- _GIVEN RECORDS_
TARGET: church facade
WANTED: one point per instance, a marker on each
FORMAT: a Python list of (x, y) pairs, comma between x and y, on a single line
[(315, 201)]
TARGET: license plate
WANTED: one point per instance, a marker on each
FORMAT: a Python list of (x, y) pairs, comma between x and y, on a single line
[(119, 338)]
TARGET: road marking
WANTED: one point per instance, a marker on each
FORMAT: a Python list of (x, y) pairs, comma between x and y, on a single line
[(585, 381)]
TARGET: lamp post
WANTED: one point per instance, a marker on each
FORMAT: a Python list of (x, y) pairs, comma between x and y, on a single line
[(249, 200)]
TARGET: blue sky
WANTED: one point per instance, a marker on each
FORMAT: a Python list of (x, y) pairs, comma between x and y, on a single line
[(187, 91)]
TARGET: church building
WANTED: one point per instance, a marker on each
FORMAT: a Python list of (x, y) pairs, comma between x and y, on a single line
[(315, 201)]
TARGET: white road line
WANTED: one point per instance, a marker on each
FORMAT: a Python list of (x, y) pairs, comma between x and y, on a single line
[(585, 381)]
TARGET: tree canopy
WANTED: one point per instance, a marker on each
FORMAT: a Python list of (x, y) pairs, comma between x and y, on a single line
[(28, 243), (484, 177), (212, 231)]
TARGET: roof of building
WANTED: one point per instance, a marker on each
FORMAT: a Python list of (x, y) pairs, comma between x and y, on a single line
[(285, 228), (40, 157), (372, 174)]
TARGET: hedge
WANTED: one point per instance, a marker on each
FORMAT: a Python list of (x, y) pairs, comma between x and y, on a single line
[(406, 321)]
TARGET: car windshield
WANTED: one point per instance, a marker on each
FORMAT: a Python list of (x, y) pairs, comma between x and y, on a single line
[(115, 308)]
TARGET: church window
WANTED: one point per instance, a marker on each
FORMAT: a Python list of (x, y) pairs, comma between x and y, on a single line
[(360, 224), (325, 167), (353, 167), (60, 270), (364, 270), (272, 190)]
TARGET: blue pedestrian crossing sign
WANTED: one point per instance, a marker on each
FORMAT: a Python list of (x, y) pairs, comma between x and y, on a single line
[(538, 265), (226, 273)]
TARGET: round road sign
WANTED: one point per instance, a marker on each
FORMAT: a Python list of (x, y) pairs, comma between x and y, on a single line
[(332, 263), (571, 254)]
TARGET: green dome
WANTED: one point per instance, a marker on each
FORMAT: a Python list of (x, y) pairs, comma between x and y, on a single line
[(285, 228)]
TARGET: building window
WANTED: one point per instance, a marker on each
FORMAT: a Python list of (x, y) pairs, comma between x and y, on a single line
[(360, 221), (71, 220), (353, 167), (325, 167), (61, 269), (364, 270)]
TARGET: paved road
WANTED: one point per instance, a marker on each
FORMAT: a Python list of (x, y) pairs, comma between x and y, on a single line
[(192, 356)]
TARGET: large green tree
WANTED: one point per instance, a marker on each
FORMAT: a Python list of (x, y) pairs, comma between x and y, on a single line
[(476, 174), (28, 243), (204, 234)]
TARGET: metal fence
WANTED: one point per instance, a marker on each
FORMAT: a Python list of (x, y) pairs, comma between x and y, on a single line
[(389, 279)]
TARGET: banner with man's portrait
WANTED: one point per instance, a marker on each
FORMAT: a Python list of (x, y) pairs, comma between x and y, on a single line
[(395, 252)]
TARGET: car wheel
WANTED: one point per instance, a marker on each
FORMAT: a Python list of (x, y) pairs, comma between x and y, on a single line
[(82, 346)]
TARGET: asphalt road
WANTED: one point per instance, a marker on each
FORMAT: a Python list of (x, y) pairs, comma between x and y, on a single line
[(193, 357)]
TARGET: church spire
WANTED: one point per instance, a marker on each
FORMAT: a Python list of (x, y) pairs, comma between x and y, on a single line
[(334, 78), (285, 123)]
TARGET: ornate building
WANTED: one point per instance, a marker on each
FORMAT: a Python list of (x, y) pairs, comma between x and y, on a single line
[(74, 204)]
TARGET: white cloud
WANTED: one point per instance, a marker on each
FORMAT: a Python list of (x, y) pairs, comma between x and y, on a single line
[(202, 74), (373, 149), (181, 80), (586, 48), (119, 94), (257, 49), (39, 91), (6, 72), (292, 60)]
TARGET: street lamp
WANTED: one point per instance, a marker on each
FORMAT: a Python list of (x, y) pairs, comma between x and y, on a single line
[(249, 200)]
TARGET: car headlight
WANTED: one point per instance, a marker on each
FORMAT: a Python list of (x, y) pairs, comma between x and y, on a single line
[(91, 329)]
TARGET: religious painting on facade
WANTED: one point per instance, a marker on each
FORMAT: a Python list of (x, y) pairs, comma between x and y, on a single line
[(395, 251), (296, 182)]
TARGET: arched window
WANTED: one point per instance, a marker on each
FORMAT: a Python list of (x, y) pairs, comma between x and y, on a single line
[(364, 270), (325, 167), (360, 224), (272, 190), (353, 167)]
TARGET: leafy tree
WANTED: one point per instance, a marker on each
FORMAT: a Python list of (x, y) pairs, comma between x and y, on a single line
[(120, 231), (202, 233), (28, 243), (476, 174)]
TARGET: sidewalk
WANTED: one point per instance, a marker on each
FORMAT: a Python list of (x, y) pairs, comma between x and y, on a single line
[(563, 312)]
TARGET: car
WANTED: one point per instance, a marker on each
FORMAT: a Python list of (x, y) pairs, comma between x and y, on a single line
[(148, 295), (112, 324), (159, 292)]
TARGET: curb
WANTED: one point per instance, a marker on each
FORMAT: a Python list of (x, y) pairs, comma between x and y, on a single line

- _EXERCISE REQUIREMENTS_
In the listing, edit everything from the line that contains "TARGET: green dome" down to the line that contains "[(192, 356)]", with both of those lines included. Replace "marker" with "dot" and leave everything else unchanged, then return only those lines.

- _RESPONSE TO THE EXERCISE_
TARGET: green dome
WANTED: one point per instance, a dot on each
FORMAT: a Python list of (x, y) pairs, comma between x and y, on a single line
[(285, 228)]
TARGET: building window
WANTED: one point per instance, a dot on each
FORMAT: a Python list of (x, y) pairs, comma between x and y, on a single line
[(360, 221), (71, 220), (353, 167), (325, 167), (61, 269), (364, 270)]
TARGET: paved road
WANTED: one point per instance, a dot on each
FORMAT: a Python list of (x, y) pairs, comma between x and y, on a single line
[(192, 356)]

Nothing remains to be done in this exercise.